Shagari had met the condition in 12 states whereas 2/3rd of 19 were 12.666 states, a statistical incongruity. UPN had insisted the ratio meant 13 states which, in turn, meant there should be a second ballot between its candidate and Shagari. Chief Akinjide, NPN’s legal adviser, thought otherwise and asked the courts to declare Shagari the winner. They did, and thus set the context for the bitter politics of the Second Republic throughout the odd four years it lasted.

As if Dikko was not powerful enough as transport minister and a Shagari confidant, the president appointed him to chair his committee on rice importation at a time of NPN’s suspicion, justified or otherwise, that the opposition had plans to frustrate its policy of food sufficiency through hoarding. It was as chair of the committee that he made a statement that was to prove a propaganda nightmare for him for the rest of the Second Republic.

“As long as we are in government,” he had said in defence of the setting up of his committee, “we will leave no stone unturned to ensure that there is sufficient food in Nigeria and nobody will eat from dustbin.” For some not-so-inexplicable reason the opposition press turned the statement on its head and reported the man as saying there was no hunger in the land because no one as yet was eating from dustbins.

Predictably, this attracted much public opprobrium to the minister and nothing he said thereafter ever convinced the public that he was not an arrogant and insensitive politician.

It was NPN’ attempt to counter such bad press for itself and for its administration which eventually led to the rise of Chief M.K.O. Abiola as a chieftain of the party whose foundation member he was. As Dikko himself told it in one of his most definitive interviews in the defunct Citizen (January 31, 1993) as an exile in the UK, “In the NPN, we realised that our greatest obstacle was that we were surrounded by a hostile press, because they did not belong to us at all. Nor were they ready to be objective...As a result of this predicament people began to say the NPN must have its own paper.”

It was then, he said in the interview, that Abiola offered to start a newspaper to counter the opposition press. All Abiola said he needed, Dikko said, was “necessary assistance to minimise bureaucracy,” which he got. Besides, Dikko said, even the name of the newspaper, National Concord, was Shagari’s suggestion. “This,” he said, “was something I know and Abiola knows that I know.”

(Stored items from a collection)
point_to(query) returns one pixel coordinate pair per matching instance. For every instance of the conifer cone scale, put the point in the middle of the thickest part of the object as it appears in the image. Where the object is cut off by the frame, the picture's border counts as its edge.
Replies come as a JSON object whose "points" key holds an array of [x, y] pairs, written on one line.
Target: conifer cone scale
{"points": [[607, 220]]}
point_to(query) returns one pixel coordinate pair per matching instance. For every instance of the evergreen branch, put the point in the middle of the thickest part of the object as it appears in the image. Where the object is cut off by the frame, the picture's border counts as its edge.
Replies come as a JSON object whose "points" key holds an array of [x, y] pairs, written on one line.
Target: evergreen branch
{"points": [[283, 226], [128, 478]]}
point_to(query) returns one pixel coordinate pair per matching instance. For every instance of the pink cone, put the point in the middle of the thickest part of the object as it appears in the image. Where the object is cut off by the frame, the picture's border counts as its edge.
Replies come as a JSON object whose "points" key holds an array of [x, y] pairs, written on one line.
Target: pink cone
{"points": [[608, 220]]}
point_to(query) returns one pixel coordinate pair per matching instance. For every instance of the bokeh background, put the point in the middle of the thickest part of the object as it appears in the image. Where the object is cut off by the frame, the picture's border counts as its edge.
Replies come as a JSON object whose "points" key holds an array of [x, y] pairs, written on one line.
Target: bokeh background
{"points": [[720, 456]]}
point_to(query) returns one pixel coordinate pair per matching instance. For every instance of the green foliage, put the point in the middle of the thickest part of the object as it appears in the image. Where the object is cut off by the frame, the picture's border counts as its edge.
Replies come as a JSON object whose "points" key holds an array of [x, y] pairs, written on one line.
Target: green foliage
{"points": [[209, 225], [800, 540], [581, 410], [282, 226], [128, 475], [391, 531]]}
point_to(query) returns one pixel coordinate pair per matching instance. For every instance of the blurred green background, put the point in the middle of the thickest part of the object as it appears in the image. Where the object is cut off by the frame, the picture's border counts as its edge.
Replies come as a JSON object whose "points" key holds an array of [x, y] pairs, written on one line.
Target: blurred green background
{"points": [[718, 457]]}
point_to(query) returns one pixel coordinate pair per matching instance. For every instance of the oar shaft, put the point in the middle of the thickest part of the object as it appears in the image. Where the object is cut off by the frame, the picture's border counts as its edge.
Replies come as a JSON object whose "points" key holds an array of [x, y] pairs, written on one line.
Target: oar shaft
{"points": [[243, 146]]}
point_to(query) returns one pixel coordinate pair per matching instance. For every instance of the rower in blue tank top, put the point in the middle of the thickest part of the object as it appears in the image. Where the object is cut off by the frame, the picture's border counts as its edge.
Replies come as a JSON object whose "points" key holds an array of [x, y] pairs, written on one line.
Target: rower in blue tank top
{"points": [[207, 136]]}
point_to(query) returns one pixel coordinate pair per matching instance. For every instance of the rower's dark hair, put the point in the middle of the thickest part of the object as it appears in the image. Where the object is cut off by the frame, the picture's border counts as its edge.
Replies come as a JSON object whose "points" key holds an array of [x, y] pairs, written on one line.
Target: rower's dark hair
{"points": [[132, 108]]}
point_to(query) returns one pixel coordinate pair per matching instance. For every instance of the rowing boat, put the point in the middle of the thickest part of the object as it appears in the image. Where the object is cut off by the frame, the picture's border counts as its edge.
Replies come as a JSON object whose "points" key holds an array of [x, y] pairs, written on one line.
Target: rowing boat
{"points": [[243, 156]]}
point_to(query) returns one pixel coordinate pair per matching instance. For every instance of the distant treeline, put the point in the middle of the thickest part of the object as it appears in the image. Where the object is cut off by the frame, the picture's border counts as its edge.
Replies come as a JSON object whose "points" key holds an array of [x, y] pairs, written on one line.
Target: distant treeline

**What you need to do**
1. Answer these from the passage on Second Republic politics:
(a) In how many states did Shagari meet the condition?
(b) What committee did the president appoint Dikko to chair?
(c) What was the newspaper's name, and whose suggestion was it?
2. Carry on the passage about Dikko and Second Republic politics, starting after its last sentence.

**Responses by task**
1.
(a) 12 states
(b) The committee on rice importation
(c) National Concord, which was Shagari's suggestion

2.
However, he said in effect, speculations that NPN funded the establishment of the newspaper were not true. “Everything was made easy for him. Where he got his money to start it, I don’t know. Only he knows.”

Any observer of Nigeria’s political scene during the Second Republic would agree that the opposition press more than met their match in the Concord.  Staffed with some of the smartest and well motivated brains in Nigerian journalism, Abiola’s newspapers took the battle to enemy territory, giving Nigerians exposes like the Maroko land scandal which implicated Chief Awolowo in damaging allegations of land grab from the poor.

Apparently Concord’s success led Abiola to the conclusion that he deserved a seat in NPN’s inner sanctum. First, he sought to be its chairman, a job Akinloye was holding much, it seemed, to the satisfaction of the party establishment. Key members of this establishment, Dikko in particular, were apparently not amused by Abiola’s attempt to replace Akinloye. They did everything to frustrate Abiola’s bid and succeeded.

Undeterred, Abiola next sought to vie for the party’s presidential ticket against the 1983 elections. Once again the party establishment blocked him. Worse, Dikko went on to deride the chief by making his now famous statement that the NPN’s presidential ticket was “not for sale to the highest bidder,” or some words to that effect.

An angry Abiola left the party and not only took his newspaper with him. He joined it with the opposition press it their war which sought to portray NPN as bad for Nigeria and Dikko, specifically, as the chief villain of the Second Republic.

It seems his image as the Bad Boy of the Second Republic left its mark even among his fellow party men. For, when he sought to replace Alhaji Shehu Ahmadu Musa as the highly respected Secretary of the Government of the Federation, probably as payback for engineering Shagari’s “landslide” victory in the 1983 presidential election, his principal demurred. Instead the president appointed him a minister for special duties, which looked more or less like being shunted sideways from his previous powerful position.

It was as minister for special duties that he fled into self-exile in the UK when the soldiers overthrew the Second Republic on December 31, 1983, barely three months into Shagari’s second term. In exile, he quickly became the most outspoken critic of the new military regime under General Muhammadu Buhari.

The regime soon returned Dikko’s compliment; short of exactly saying so, it declared him the most wanted politician among the exiles. It wanted him so badly it quickly bought a proposal by Lt-General T. Y. Danjuma, to date the most powerful army chief, to kidnap and return him to Nigeria for trial as allegedly one of the country’s most corrupt ministers, if not the most corrupt. This was according to Buhari’s Aide de Camp, Major Mustapha Jokolo, in a paid eight-page advert in Citizen (November 9, 1992) which none of the principal actors Jokolo mentioned ever contested.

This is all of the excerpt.